Van Houten's Landing Oral History Project 2006
Astrith Deyrup
I think this is a lot of fun. It's sort of like an ego trip, a personal ego trip.
Astrith Deyrup. Of course, Deyrup is a Danish name. My grandfather came over a long time back, from Denmark, and he settled in the middle west, and so that's a little explanation of what the voice tells you.
When my grandfather came and he had to go through Customs, the customs official said that "Deyrup" wouldn't go well in this country. So I guess that Johnson was just something that was just very ordinary. My father used the name Johnson. His two brothers - one was a lawyer and the other was a judge - they kept the name Deyrup.
Then, when we were in the city, and my oldest brother and sister were still in college, there was a general feeling by the grown-ups that the name Johnson was too common, and so they sort of had a committee meeting and had the name changed back to Deyrup. So we were all Deyrups, and that certainly paid off, because there aren't many Deyrups in the telephone book.
My parents had 7 children. First was a girl, then 2 boys, and then the remaining children were girls. They followed the plan of home schooling. Now this was before it was fashionable, but the thing was, my father was a professor and he would get one appointment in California and one in Texas and they'd keep moving, really about every year. So it was hard to get continuity in education, and when they finally came to Nyack in 1918, the schools were not good at all, and the boys were badly treated in the school. In fact there was a beating of them. It's hard to imagine, but that's the way it was.
So my mother, who was extremely enterprising, very hard-driving and well-organized - just a lovely lady, she had a doctor's degree in Philosophy from Columbia, so she knew that she could teach her own children, and my father did a little - like reading plays in Latin - and translating them. But it's really my mother who had the real weight of education.

────────

[Exercise directions]:
In the oral history excerpt, what surname did the speaker's father use? The rows that come next are separate material from the oral history excerpt.

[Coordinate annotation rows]

────────

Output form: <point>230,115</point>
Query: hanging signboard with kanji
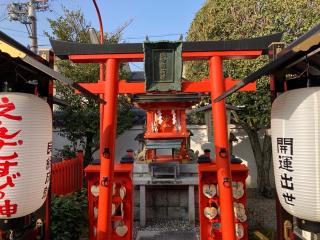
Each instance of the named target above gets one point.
<point>296,151</point>
<point>25,153</point>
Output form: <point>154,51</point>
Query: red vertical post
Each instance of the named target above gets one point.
<point>107,150</point>
<point>221,148</point>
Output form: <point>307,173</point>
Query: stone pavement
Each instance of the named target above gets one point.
<point>169,235</point>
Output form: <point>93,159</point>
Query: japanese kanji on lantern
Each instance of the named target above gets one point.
<point>295,125</point>
<point>25,153</point>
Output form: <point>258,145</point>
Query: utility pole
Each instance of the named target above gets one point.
<point>33,27</point>
<point>25,13</point>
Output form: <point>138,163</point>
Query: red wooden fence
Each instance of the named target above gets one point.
<point>67,176</point>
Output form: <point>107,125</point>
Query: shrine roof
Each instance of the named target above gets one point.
<point>63,49</point>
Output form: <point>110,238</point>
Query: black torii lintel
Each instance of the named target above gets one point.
<point>63,49</point>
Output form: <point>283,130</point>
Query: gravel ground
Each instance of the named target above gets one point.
<point>164,225</point>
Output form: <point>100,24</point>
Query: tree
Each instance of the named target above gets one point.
<point>239,19</point>
<point>79,120</point>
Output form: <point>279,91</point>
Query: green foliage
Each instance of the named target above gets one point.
<point>79,120</point>
<point>239,19</point>
<point>69,216</point>
<point>66,152</point>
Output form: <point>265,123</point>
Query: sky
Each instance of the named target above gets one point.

────────

[Task answer]:
Johnson.